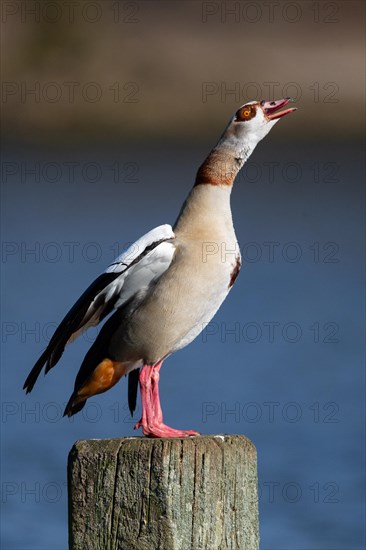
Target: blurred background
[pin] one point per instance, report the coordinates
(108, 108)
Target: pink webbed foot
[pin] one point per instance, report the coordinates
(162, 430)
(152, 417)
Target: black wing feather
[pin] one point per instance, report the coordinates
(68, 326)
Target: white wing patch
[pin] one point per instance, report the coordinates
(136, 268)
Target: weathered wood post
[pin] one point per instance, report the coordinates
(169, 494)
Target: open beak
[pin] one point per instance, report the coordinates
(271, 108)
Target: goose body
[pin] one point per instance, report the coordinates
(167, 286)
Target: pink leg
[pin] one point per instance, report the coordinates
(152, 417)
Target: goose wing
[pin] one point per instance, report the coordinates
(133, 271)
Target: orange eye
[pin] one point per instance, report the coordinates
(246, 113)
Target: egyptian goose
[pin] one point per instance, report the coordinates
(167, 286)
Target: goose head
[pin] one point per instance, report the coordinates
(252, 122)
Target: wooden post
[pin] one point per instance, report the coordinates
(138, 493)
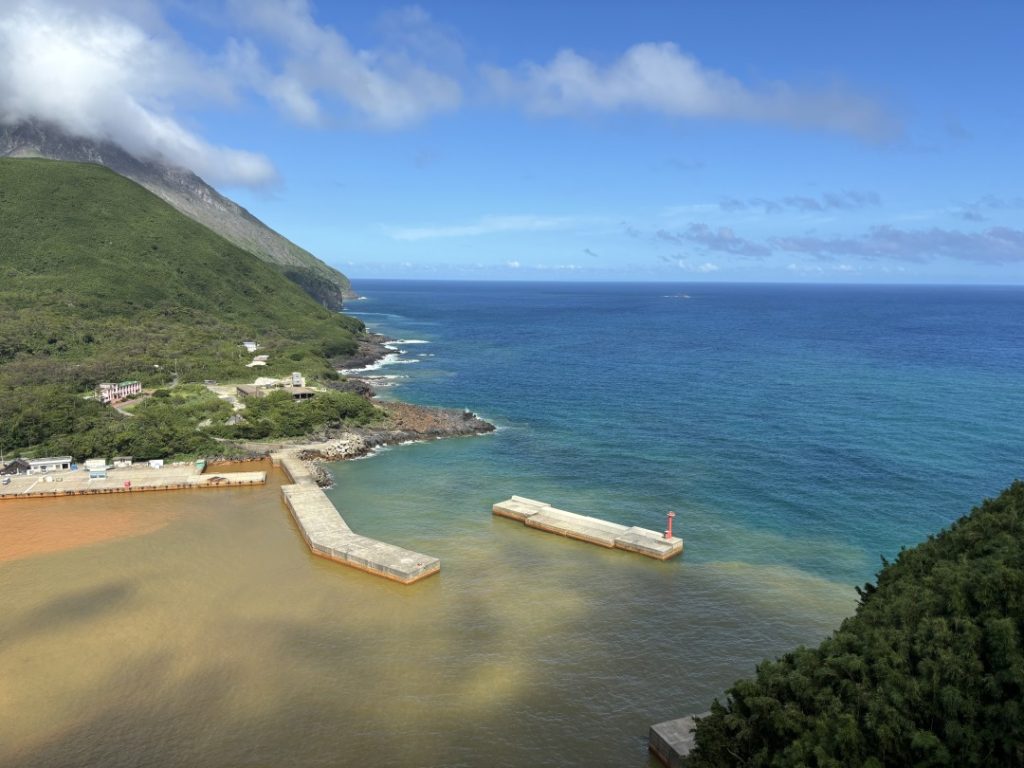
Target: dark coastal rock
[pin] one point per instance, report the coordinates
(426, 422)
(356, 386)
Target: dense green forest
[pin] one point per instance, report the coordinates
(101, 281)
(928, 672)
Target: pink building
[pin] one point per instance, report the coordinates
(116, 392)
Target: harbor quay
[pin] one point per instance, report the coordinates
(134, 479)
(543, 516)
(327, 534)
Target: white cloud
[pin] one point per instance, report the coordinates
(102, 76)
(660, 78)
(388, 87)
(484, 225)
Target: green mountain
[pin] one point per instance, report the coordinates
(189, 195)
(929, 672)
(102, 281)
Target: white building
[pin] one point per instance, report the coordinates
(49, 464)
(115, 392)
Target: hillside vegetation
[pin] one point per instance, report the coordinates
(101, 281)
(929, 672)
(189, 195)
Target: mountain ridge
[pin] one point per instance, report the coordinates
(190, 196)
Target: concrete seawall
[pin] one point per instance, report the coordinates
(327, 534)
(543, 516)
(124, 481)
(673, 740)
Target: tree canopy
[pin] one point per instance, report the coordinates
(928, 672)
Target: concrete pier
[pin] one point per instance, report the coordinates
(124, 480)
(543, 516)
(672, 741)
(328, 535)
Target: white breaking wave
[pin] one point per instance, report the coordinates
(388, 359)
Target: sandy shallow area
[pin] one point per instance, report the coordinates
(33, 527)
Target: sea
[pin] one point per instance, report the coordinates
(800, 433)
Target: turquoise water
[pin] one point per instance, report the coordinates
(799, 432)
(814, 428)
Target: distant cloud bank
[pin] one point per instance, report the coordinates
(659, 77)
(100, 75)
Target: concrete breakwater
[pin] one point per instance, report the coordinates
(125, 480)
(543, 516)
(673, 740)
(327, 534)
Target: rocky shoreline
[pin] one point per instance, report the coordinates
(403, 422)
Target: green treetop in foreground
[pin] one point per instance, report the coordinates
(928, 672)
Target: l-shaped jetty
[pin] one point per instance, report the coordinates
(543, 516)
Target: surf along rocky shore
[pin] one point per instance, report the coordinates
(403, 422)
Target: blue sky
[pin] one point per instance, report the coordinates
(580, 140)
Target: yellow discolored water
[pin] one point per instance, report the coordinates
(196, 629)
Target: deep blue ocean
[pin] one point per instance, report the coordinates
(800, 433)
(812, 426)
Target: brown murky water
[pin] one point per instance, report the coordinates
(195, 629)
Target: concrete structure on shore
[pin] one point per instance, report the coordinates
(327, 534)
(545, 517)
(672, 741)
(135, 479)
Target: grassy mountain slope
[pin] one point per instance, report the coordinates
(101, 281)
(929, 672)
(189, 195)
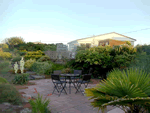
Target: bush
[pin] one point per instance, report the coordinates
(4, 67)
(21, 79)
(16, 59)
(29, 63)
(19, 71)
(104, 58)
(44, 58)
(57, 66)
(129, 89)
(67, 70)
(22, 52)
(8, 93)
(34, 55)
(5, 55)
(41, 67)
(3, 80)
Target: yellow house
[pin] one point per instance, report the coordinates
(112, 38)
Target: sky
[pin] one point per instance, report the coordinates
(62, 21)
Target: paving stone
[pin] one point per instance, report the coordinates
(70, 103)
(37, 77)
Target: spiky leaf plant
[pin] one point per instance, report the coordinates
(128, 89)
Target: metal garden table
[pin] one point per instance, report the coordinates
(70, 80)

•••••

WHAT IS REQUIRED -> Reproduce exactly the lines above starting at the line containing "Target: goose wing" and ending at the line containing "Target: tree canopy", including both, but not the pictures.

EXERCISE RESPONSE ->
Target: goose wing
[pin] one point per instance, report the coordinates
(133, 271)
Target: orange eye
[pin] one point per instance, report the coordinates
(246, 113)
Target: egyptian goose
[pin] one point per instance, report the coordinates
(167, 286)
Target: goose head
[pin] one point per instance, report the coordinates
(252, 122)
Target: wooden post
[pin] one point per instance, report the coordinates
(138, 493)
Target: dark coastal rock
[pin] one point per instance, report the coordinates
(426, 422)
(356, 386)
Target: dense green forest
[pin] one point per instance, report the coordinates
(101, 281)
(928, 672)
Target: pink building
[pin] one point per instance, report the coordinates
(116, 392)
Target: harbor quay
[pin] one point per instance, report the coordinates
(134, 479)
(543, 516)
(327, 534)
Target: white cloud
[pin] one point per instance, report the coordinates
(102, 76)
(660, 78)
(388, 87)
(484, 225)
Target: green mountain
[pin] one point per instance, report the coordinates
(189, 195)
(929, 672)
(102, 281)
Target: white building
[pin] one point per instance, report the coordinates
(49, 464)
(115, 392)
Target: hillside vegetation
[pin] one point per instance, report the coordinates
(101, 281)
(929, 672)
(189, 195)
Target: mountain ridge
[pin] one point per instance, report the coordinates
(190, 196)
Target: concrete seawall
[pin] one point per instance, report the coordinates
(327, 534)
(543, 516)
(124, 481)
(673, 740)
Target: tree canopy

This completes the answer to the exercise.